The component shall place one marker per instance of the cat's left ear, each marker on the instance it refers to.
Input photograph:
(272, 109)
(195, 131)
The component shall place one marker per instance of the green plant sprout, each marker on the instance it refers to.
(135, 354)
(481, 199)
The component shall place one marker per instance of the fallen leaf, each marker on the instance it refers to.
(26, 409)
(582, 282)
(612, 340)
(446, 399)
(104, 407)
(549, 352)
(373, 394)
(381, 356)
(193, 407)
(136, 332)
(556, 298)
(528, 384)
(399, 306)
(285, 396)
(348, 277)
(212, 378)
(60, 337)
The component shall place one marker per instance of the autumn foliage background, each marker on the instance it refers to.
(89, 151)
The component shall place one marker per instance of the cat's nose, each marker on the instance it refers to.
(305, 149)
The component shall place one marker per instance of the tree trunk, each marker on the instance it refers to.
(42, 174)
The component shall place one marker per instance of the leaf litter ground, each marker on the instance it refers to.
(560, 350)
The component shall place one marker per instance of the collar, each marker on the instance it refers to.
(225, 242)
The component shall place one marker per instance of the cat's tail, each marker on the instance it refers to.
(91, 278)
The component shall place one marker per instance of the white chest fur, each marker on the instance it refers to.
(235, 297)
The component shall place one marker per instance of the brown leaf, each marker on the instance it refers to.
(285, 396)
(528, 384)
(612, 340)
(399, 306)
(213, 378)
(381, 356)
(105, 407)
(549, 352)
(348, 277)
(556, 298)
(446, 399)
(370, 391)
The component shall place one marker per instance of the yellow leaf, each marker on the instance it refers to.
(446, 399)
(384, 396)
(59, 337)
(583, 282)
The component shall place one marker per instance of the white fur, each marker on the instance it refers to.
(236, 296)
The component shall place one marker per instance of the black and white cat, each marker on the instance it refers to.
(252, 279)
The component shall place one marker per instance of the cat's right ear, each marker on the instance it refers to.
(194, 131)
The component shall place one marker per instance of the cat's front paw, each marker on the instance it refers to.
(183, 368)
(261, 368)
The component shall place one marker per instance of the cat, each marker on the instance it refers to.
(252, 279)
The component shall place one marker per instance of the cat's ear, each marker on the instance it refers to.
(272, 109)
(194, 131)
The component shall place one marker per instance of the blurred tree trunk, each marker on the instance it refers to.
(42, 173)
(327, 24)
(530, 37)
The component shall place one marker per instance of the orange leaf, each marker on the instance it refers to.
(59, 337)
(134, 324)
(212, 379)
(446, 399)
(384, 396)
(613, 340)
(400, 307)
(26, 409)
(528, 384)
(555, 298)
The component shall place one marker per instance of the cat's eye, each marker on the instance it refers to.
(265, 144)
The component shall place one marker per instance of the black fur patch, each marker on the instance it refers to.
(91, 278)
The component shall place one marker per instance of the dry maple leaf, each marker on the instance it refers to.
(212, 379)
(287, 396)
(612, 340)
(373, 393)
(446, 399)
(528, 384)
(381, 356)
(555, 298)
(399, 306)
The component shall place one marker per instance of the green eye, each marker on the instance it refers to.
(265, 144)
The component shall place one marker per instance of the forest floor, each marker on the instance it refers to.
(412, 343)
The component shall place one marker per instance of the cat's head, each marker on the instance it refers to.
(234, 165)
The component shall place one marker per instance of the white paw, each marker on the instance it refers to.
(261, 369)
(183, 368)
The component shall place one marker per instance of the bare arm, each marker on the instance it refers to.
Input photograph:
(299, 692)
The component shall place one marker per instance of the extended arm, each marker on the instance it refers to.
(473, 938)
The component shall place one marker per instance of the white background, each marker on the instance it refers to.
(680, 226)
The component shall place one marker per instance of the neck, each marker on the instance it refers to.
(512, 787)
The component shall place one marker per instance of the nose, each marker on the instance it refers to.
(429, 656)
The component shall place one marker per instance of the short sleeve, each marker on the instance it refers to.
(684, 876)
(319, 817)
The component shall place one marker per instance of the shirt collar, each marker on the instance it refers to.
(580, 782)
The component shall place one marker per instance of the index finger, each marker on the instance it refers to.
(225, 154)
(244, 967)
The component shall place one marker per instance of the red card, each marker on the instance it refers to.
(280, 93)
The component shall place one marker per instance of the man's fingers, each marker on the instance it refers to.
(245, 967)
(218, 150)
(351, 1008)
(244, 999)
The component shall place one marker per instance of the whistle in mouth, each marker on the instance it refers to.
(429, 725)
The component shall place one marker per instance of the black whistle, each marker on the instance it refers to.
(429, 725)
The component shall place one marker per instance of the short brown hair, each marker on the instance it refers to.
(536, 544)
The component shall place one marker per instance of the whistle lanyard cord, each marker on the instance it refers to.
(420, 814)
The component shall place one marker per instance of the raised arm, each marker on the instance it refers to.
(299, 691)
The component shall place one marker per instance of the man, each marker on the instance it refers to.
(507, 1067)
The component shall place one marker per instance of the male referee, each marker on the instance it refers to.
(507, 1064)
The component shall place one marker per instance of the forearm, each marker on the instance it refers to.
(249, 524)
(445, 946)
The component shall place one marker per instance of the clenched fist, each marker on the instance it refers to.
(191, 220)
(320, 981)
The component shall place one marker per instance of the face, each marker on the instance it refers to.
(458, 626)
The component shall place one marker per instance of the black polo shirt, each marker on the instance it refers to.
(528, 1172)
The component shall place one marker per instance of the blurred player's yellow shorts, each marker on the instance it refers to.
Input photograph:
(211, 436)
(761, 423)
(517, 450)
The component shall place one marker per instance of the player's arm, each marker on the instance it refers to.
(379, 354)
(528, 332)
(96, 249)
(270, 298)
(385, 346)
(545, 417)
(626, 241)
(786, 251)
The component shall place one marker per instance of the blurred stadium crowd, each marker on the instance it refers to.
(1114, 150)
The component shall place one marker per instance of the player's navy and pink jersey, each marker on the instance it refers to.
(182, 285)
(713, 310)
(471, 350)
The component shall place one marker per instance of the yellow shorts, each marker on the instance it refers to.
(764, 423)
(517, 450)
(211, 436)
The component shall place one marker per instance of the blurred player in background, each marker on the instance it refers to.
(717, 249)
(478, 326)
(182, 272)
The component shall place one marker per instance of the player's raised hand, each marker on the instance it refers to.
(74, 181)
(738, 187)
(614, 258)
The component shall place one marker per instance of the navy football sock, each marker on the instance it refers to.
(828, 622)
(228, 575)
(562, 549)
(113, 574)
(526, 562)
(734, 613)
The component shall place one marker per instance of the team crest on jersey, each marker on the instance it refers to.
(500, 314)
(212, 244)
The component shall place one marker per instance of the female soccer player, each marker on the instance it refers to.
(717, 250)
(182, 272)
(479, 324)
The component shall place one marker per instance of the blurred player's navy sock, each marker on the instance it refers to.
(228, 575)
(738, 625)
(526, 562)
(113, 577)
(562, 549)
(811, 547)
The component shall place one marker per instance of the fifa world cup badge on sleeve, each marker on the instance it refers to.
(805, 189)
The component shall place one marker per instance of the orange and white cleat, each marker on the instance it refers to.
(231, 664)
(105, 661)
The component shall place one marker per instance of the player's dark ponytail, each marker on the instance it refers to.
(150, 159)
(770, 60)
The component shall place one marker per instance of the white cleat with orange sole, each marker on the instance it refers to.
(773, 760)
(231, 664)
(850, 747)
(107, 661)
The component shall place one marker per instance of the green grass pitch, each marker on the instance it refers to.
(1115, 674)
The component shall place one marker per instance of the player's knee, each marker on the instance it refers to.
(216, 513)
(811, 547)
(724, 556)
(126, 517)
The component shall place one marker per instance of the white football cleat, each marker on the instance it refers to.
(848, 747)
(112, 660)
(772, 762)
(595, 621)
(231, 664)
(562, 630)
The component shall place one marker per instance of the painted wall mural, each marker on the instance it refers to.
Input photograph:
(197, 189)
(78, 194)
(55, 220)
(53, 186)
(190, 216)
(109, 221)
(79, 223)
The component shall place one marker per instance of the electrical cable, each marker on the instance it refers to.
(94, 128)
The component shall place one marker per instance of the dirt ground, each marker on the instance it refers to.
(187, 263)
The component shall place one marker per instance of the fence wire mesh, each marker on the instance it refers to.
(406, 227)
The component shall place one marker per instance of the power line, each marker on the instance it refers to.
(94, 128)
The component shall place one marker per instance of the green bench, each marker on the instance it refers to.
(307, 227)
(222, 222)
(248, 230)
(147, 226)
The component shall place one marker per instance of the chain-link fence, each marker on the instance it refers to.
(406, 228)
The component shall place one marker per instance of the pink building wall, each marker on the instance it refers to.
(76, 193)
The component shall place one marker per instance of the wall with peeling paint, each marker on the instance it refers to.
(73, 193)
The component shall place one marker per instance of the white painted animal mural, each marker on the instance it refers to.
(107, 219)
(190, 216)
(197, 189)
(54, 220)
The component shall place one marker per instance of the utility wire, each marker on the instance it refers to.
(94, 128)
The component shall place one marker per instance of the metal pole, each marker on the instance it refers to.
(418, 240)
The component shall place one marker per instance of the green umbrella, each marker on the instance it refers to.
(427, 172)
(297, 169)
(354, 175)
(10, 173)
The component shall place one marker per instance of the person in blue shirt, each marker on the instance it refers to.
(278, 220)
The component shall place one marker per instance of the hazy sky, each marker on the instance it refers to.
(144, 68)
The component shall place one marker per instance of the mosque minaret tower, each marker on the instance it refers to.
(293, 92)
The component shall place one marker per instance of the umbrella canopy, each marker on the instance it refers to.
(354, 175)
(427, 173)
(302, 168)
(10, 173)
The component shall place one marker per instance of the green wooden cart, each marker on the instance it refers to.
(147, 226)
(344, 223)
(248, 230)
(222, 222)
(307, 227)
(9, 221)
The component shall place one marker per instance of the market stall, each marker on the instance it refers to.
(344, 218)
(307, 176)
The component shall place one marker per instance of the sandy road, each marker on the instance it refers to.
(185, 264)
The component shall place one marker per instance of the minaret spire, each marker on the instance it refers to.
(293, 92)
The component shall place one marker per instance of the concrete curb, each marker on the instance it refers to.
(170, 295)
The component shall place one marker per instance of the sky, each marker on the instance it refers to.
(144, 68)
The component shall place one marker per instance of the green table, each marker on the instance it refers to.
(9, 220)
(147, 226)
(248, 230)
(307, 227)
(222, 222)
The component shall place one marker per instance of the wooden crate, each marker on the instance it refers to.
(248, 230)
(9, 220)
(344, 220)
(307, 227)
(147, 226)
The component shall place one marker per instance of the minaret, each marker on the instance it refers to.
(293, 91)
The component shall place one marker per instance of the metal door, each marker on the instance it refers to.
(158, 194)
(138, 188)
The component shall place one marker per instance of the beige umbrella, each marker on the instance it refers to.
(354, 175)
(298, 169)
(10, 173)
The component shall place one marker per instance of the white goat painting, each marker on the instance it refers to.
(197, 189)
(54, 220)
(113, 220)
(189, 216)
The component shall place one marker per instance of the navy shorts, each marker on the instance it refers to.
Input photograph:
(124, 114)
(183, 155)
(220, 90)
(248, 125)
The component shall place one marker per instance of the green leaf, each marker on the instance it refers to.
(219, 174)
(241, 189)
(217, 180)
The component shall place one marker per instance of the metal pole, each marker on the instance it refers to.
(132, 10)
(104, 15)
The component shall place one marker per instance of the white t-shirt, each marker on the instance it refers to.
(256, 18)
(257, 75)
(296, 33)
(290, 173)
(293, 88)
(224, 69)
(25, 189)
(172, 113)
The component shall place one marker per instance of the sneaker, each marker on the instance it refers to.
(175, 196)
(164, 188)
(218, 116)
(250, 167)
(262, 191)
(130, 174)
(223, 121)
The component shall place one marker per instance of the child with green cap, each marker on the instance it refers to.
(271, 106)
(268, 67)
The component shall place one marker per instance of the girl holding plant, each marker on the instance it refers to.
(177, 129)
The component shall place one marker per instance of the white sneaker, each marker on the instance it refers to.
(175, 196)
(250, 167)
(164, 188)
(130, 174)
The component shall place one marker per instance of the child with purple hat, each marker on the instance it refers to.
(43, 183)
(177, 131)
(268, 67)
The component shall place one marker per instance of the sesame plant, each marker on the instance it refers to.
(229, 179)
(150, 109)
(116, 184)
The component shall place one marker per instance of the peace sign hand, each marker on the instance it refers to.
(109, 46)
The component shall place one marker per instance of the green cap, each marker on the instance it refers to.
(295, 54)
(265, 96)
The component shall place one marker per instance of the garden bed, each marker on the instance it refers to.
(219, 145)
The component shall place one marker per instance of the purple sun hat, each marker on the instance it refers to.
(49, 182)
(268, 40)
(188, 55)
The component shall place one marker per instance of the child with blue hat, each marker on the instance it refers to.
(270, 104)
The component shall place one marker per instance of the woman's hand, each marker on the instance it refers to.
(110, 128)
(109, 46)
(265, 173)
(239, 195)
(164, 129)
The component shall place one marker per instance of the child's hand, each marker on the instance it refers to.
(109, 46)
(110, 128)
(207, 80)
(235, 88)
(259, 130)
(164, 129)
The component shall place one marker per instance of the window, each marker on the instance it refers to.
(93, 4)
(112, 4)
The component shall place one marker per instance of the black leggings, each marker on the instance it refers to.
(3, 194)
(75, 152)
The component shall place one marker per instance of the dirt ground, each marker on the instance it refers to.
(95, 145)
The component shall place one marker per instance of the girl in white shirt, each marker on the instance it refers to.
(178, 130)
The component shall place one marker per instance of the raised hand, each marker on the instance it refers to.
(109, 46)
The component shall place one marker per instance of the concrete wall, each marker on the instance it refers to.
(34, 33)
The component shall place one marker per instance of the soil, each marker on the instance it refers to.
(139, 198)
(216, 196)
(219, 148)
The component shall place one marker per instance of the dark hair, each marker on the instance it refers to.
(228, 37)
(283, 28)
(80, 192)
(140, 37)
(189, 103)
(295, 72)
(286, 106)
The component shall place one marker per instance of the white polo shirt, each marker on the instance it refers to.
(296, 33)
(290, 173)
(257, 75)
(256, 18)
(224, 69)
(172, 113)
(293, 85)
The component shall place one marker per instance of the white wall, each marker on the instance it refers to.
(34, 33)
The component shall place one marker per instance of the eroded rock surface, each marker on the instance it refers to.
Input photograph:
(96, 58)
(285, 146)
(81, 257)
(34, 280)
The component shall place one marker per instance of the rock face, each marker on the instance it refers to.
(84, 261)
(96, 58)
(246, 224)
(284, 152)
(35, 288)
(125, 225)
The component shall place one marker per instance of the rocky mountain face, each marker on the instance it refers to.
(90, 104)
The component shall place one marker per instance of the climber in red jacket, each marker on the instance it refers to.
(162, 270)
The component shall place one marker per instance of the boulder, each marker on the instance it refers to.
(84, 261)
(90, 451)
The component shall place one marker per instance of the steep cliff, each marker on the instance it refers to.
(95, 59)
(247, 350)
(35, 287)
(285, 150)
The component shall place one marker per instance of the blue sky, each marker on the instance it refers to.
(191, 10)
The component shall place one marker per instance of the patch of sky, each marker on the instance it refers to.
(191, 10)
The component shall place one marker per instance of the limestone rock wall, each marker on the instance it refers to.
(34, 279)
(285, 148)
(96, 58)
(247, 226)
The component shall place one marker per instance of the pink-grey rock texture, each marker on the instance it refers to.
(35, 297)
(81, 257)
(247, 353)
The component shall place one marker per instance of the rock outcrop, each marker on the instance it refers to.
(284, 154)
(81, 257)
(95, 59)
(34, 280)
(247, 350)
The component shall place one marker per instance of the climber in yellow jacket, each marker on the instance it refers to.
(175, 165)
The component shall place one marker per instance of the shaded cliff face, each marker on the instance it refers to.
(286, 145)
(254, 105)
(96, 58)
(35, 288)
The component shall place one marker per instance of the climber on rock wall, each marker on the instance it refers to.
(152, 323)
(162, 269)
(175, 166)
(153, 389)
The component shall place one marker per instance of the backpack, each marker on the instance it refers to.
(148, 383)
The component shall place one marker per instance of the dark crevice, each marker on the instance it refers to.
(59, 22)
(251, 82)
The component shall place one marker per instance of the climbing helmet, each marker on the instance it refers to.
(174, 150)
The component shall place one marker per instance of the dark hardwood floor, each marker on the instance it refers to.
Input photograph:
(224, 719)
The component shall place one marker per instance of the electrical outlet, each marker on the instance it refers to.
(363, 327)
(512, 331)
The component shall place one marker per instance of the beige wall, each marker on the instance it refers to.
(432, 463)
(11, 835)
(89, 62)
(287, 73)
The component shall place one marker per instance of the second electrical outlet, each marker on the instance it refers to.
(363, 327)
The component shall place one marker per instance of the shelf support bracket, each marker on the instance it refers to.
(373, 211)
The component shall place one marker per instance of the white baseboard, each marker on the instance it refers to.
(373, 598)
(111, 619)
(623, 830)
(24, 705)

> [What is expected]
Repeat only the lines running from the line that contains "the dark hardwood" through the last line above, inclusive.

> [Response]
The component shall place one marker per instance of the dark hardwood floor, each marker on the instance it refers to.
Input photograph:
(224, 719)
The component shall place one marker per instance of the electrical outlet, each marker on the instance it refers to.
(363, 327)
(512, 331)
The component shall place one marker per instance of the beige wall, each marker on the instance it refers to.
(432, 463)
(11, 835)
(89, 62)
(287, 73)
The component shall place one marker per instance of the second electrical outlet, each marker on the instance it refers to.
(363, 327)
The component shall place one marker per instance of the shelf support bracket, each marker on the instance it refers to.
(373, 211)
The component shall place one marker per instance of the white baseboard, each marker on the instance it refers to.
(373, 598)
(111, 619)
(623, 830)
(24, 705)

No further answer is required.